Start of DATA SUPPLIED

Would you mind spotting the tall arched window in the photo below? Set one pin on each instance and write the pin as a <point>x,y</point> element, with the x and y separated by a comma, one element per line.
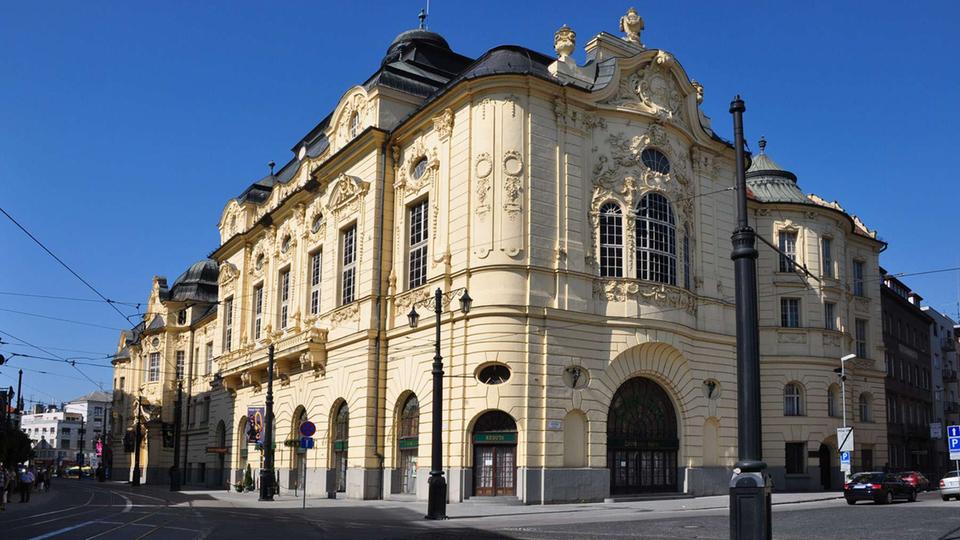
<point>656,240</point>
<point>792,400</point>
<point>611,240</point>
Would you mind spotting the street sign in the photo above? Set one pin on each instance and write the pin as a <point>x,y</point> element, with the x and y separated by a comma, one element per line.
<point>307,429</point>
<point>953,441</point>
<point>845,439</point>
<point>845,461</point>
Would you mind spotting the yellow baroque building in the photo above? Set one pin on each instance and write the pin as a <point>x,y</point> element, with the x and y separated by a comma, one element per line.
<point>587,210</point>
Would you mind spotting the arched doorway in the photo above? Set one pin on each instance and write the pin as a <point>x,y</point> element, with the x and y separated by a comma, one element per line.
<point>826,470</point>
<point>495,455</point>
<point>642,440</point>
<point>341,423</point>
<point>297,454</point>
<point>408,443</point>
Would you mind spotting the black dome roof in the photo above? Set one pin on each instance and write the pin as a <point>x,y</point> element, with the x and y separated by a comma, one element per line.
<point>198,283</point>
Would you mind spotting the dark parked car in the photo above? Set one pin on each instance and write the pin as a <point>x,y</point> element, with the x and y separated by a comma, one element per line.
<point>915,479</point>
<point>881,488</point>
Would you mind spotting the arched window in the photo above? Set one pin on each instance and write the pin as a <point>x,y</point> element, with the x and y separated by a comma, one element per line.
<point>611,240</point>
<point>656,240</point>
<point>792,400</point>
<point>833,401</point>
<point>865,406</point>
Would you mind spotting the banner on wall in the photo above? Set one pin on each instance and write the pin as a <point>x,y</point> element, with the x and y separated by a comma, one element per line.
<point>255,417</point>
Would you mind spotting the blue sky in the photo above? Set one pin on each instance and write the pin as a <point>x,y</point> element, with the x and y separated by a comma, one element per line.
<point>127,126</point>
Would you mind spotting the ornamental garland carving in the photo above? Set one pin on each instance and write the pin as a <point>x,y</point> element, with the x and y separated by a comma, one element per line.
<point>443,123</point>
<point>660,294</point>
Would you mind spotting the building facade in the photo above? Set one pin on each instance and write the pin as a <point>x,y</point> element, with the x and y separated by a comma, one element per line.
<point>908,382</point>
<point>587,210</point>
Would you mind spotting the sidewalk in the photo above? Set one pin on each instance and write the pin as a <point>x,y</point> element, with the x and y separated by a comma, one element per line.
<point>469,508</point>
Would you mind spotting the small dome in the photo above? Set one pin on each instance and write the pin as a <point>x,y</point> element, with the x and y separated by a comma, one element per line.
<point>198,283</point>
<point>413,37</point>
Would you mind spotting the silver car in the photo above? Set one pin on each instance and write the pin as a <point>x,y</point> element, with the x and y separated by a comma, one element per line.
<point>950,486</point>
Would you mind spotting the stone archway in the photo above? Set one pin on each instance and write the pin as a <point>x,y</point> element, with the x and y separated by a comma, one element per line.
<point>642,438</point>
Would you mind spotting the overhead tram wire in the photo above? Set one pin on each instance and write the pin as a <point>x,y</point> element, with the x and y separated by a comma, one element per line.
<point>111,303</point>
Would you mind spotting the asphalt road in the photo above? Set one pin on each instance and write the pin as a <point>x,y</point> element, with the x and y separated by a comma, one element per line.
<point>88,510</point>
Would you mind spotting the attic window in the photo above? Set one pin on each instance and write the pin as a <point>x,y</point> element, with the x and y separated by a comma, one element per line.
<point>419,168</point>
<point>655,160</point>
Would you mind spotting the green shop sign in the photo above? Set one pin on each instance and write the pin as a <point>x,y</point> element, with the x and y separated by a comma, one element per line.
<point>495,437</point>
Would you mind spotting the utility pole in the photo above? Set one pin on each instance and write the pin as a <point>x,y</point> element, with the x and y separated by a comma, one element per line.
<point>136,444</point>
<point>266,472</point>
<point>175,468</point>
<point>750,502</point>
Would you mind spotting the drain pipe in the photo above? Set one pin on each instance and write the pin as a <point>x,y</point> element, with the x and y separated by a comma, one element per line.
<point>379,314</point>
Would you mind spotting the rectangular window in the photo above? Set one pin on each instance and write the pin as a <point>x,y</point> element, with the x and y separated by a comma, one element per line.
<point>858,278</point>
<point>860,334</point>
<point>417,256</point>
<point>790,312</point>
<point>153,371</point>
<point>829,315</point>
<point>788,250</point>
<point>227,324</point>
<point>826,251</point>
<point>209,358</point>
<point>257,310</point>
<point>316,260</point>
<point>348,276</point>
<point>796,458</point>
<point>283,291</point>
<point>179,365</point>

End of DATA SUPPLIED

**EXERCISE PROMPT**
Scale the records above by 2.2, reproducing everything from the line containing "Would you mind spotting the blue" down to the line containing "<point>111,303</point>", requests included, with each x and y coordinate in the answers multiplied by 2.2 and rounded to a whole number, halves rounding up.

**RESPONSE TO THE TASK**
Would you mind spotting the blue sky in the photo above? Set one pin on each instance and write the pin as a <point>x,y</point> element, with the x and y separated by a comma, one element per line.
<point>279,277</point>
Would you mind spotting the ornamental garland carving in the photo above? Set one pin on each instance and write the pin as a <point>x,y</point> element, with the x and y separated by a comma, one element per line.
<point>975,271</point>
<point>1452,647</point>
Would you mind spotting the building facade in the photo above? Set one pin on each instance and write the pin as a <point>x,y</point> element, with the x and y separated by a comma, one element per line.
<point>1998,840</point>
<point>1291,462</point>
Would you mind spotting the sidewalk in the photo above? Set one pin on each instance and write the pin as a <point>x,y</point> element, with the x and y separated by a comma, one element per line.
<point>1032,1118</point>
Would you mind spotting the small dome in the photo above? Set one pin on each instance and write the pin as a <point>x,y</point> element, with the x and y separated by a comma, one element per line.
<point>436,623</point>
<point>909,81</point>
Would you mind spotting the silver car in the photo above? Set one pin on each instance and write the pin as a <point>x,y</point> element, with the x and y separated by a comma, one element per line.
<point>2090,1069</point>
Would you mind spotting the stone archway in the photo above? Set one pin on each instance and write the pin as a <point>x,y</point> element, with the x and y separated by a comma, one element per line.
<point>1412,964</point>
Would you mind spotting the overhead tram wire in the photo above? Set one pin on each instance and write the pin as a <point>x,y</point> element, with the x and y separated by a comma, one element per line.
<point>244,667</point>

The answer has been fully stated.